▶ Data:
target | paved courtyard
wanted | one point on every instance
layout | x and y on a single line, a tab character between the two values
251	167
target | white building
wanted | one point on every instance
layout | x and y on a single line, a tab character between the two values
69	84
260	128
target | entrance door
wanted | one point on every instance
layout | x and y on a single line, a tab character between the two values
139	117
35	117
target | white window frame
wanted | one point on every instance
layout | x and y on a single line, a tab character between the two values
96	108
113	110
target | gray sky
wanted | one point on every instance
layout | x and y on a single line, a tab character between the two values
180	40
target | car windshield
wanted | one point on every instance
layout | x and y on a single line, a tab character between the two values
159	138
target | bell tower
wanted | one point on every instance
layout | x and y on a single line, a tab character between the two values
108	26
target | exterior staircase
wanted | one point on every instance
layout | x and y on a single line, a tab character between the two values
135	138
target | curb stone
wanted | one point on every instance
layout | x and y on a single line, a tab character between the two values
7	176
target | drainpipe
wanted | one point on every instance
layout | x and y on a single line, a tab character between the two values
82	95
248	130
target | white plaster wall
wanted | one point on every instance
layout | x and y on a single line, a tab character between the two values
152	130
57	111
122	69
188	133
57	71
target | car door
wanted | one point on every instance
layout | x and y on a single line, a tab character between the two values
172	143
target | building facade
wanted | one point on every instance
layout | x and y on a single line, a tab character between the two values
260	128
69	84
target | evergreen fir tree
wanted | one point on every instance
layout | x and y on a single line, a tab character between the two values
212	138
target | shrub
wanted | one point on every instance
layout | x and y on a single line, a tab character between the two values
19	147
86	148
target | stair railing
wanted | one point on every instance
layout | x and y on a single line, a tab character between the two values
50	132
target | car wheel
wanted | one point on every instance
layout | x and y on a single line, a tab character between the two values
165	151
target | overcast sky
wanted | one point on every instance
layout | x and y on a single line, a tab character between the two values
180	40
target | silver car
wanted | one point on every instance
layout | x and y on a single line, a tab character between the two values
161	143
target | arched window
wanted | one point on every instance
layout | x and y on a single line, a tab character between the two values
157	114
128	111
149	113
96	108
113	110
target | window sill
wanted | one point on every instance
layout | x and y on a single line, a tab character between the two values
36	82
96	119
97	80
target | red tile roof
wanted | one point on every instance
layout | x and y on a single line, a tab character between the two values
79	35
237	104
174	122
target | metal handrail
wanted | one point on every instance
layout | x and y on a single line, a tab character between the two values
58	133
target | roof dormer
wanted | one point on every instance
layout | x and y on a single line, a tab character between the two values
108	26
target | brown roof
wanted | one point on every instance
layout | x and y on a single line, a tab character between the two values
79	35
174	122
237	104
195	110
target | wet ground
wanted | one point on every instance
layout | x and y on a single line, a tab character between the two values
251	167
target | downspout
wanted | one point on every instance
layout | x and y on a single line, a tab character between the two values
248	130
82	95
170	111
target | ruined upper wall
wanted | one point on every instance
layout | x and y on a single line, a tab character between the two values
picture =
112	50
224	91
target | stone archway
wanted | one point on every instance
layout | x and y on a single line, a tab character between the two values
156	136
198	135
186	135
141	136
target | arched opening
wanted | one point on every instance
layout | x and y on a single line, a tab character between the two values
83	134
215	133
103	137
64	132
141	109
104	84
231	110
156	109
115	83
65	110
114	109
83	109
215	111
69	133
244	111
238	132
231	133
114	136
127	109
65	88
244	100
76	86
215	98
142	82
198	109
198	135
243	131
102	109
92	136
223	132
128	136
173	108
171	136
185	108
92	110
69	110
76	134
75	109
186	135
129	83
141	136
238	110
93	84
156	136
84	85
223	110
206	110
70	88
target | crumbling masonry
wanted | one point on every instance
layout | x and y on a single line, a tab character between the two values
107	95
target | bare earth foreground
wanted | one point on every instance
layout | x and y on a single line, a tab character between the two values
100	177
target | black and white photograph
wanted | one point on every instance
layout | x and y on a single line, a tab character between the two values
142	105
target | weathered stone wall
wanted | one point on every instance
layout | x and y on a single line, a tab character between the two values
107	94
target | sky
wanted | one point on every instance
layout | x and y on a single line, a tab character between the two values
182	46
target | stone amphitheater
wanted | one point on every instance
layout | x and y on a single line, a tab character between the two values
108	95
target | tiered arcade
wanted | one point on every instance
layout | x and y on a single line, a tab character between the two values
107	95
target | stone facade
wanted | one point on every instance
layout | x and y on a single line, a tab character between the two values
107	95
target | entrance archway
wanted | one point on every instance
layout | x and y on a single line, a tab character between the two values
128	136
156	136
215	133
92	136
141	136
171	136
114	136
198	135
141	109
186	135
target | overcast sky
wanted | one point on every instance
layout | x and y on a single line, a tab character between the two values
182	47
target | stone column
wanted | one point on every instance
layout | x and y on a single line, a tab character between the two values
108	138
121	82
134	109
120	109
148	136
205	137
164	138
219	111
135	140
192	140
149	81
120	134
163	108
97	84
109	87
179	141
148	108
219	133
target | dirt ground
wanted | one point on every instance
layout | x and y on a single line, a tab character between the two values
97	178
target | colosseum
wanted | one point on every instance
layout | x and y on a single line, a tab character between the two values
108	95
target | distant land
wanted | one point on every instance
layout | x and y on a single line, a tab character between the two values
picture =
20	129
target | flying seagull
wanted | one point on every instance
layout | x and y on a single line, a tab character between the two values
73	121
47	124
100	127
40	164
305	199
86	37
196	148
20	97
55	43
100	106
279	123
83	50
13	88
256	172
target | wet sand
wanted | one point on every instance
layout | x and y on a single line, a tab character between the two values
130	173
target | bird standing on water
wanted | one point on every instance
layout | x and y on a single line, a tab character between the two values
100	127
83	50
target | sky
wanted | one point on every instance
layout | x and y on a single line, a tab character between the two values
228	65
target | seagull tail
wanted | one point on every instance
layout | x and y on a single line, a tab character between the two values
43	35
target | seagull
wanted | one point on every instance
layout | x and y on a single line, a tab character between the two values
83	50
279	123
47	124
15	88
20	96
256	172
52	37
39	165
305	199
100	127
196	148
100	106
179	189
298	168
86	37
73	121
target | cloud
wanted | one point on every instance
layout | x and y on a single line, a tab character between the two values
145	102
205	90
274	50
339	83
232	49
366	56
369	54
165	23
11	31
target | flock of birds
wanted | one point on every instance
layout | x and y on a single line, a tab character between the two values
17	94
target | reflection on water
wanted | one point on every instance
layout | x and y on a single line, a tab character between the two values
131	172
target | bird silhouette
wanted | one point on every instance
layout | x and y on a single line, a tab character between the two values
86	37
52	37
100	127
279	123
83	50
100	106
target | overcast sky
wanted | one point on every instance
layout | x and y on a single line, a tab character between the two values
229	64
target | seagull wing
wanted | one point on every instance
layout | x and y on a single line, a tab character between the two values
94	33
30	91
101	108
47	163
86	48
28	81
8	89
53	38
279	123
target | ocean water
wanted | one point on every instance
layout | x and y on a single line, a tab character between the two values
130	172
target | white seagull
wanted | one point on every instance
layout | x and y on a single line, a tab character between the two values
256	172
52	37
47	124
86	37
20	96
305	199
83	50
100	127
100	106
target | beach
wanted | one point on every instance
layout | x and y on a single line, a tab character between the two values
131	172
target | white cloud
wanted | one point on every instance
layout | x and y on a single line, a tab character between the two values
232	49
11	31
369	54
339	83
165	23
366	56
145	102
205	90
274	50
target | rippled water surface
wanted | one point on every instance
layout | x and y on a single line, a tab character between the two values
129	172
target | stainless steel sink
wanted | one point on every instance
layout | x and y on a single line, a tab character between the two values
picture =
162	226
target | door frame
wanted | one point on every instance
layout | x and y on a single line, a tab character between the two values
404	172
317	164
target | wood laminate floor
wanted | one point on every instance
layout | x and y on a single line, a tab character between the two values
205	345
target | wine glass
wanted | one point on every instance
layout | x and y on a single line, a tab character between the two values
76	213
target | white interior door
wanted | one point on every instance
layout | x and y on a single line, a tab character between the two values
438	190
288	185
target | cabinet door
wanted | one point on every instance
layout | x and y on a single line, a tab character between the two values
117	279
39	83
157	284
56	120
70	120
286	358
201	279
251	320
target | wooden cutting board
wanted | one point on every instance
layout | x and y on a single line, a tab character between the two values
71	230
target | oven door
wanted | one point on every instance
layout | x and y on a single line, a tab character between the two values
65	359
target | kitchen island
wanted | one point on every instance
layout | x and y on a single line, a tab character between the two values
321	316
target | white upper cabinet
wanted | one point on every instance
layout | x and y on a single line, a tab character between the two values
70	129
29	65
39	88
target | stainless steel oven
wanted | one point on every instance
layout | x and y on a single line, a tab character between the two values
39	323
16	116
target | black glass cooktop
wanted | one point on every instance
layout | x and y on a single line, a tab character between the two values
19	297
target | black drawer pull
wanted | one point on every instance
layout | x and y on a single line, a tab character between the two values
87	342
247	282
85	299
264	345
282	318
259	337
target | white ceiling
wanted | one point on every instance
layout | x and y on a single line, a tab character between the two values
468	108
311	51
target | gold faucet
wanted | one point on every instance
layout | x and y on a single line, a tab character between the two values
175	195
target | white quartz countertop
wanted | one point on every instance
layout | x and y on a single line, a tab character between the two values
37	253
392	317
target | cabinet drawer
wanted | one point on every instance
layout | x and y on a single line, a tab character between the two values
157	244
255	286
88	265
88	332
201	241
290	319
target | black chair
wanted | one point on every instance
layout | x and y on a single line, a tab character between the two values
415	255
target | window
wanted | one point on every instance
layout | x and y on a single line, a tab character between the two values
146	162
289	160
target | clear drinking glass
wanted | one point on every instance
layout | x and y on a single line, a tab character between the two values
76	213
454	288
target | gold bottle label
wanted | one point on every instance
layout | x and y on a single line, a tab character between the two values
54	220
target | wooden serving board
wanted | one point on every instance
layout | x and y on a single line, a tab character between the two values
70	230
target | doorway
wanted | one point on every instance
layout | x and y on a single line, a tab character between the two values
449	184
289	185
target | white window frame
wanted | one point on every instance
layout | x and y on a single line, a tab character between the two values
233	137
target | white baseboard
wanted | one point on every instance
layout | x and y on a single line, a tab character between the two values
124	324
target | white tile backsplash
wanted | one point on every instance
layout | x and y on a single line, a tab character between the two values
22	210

▶ Work request: Using the records above, select and copy every line that has the word "facade".

▶ Answer box:
target | building facade
target | stone facade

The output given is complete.